#### Предоставленный фрагмент ####

Все эти карательные акции осуществлялись чиновниками Госкино. От министров (Романов, Ермаш), их заместителей (Баскаков, Павленок), главных редакторов (Дымшиц, Сурков, Орлов, Богомолов) до простых смертных Малого Гнездниковского. Кстати, эти последние, даже самые либеральные, хорошо изучили идеологические рефлексы, эстетические пристрастия своих начальников и, работая в режиме полуавтоматов, всегда учитывали их в своих оценках.

Сама стилистика вердиктов Госкино, заимствованная еще из сталинских времен, напоминала военные приказы: вырезать, убрать, выбросить, ликвидировать. Странная энергия отрицания! Об этом хорошо у Твардовского: “То свое словечко вставит, то чужое зачеркнет…”

Упомяну о других формах репрессий. Сценарист, хоть раз замеченный в непослушании, зарабатывает репутацию человека, играющего не по правилам. Его нельзя уволить, поскольку неоткуда. Значит, следует ужесточить контроль над его текстами, блокировать их.

Режиссера можно наказать лишением работы. Никогда не забуду приказ министра Романова о переводе режиссера М.Кобахидзе в ассистенты. У автора таких шедевров, как “Свадьба” и “Зонтик”, административным актом аннулировали талант и право на работу! Этот приказ я прочитал на доске “Ленфильма”, вдали от Грузии. Видимо, министр распорядился, в назидание всем, продемонстрировать свою глупость на всех студиях страны. Следовало бы найти этот документ, достойный пера Салтыкова-Щедрина, и поместить его в этой книге.

Непокорных добивали в кино низкой категорией оплаты, малыми тиражами, блокированием проката. Из судьбы моих фильмов: “Мама вышла замуж” – сначала 3-я категория, пересмотрели на вторую. “Не болит голова у дятла” – 3-я категория, спустя двенадцать лет пересмотрели на первую. “Летняя поездка к морю” –

3-я категория, пересмотрели на вторую, но прокат блокировали, и картина практически осталась неизвестной. “Пацаны” – сначала арест картины, после смерти режиссера пересмотрели на высшую. Власть словно просила прощения у надорвавшегося художника.

#### Выборка данных ####

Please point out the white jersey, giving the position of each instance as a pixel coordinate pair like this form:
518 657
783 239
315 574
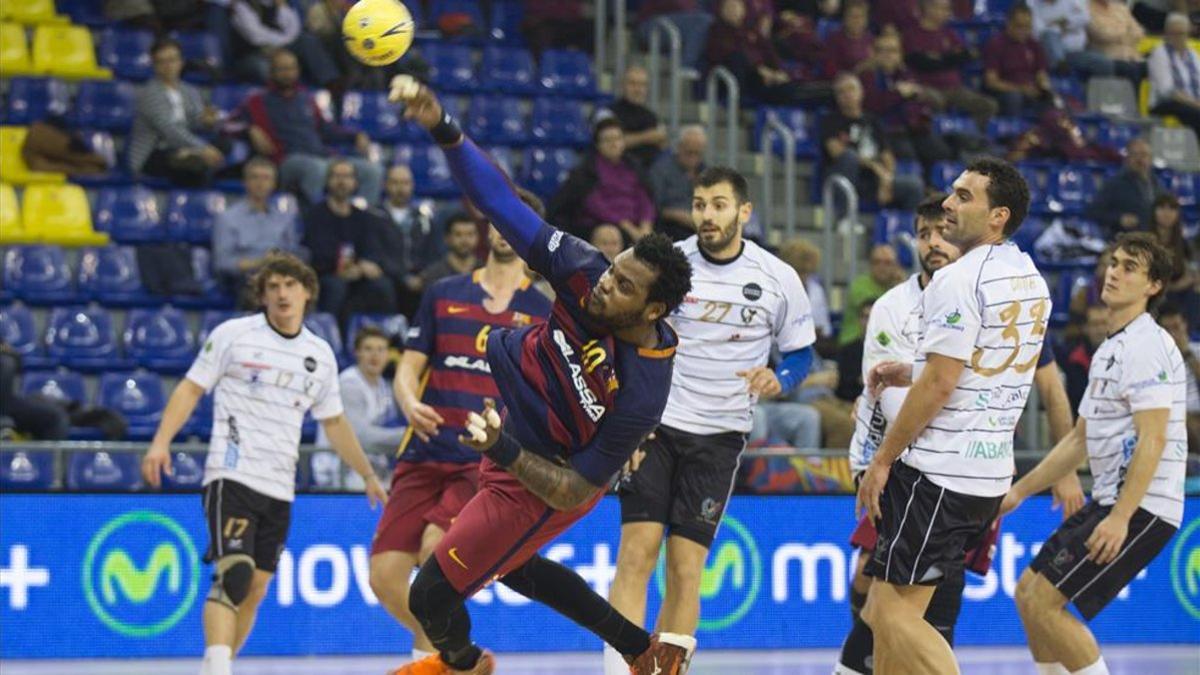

####

#### [Части упражнения]
1. Определите, соответствуют ли фрагменту о Госкино утверждения (a), (b) и (c). Для каждого ответьте «да» или «нет» и подкрепите ответ дословной цитатой из фрагмента.
(a) Приказом министра Романова режиссера М. Кобахидзе перевели в ассистенты.
(b) Фильм «Не болит голова у дятла» сразу получил первую категорию.
(c) Приказ о Кобахидзе автор прочитал в Грузии.
2. Пожалуйста, напишите продолжение фрагмента о Госкино, начиная сразу после его последнего предложения.

#### [Результаты упражнения]
1.
(a) Да: «приказ министра Романова о переводе режиссера М.Кобахидзе в ассистенты».
(b) Нет: «“Не болит голова у дятла” – 3-я категория, спустя двенадцать лет пересмотрели на первую».
(c) Нет: «Этот приказ я прочитал на доске “Ленфильма”, вдали от Грузии».

2.
Кадр из фильма “Не болит голова у дятла”
Кадр из фильма “Не болит голова у дятла”

О ЧУВСТВАХ

С первых шагов в кино (1964 г.) я понял, что предстоит борьба. А раз так, то надо привыкнуть к этому состоянию, быть терпеливым, выносливым. За привилегию заниматься любимым делом – не ждать никакого воздаяния, не домогаться его, ничего не просить, не вступать ни в какие личные контакты с властителями отрасли. Вероятно, я кое-чего достиг такой само-подготовкой.

Никогда не чувствовал себя несчастным и раздавленным. Не впадал в отчаяние. Огрызался с доступных мне трибун, защищал себя и товарищей. Не чувствовал себя одиноким. Напротив, всегда был окружен людьми стойкими, чувствовал их поддержку. Но признаюсь – долгие годы застоя незаметно сделали свое черное дело. Я утратил былой интерес к искусству кино. Пропали кураж, пылкость, заводка. Из клетки, о которой уже было сказано, выхожу свободным, но изнуренным, надорванным. Страшно подумать, что это участь всего моего поколения. Не буду обобщать. История очень скоро все оценит.

О САМОРЕДАКТУРЕ

В условиях тоталитарной идеологии человеку, сформированному духовно откровениями XX съезда, имеющими четкие нравственные и культурные ориентиры, приходилось заботиться о выживании. Когда хрущевская оттепель исчерпала себя и наступили глухие времена застоя, действительность предлагала художнику несколько жизненных позиций: конформизм, нонконформизм и диссидентство. Первое было предательством. Последнее – самоубийством. Вероятно, я могу причислить себя к середине.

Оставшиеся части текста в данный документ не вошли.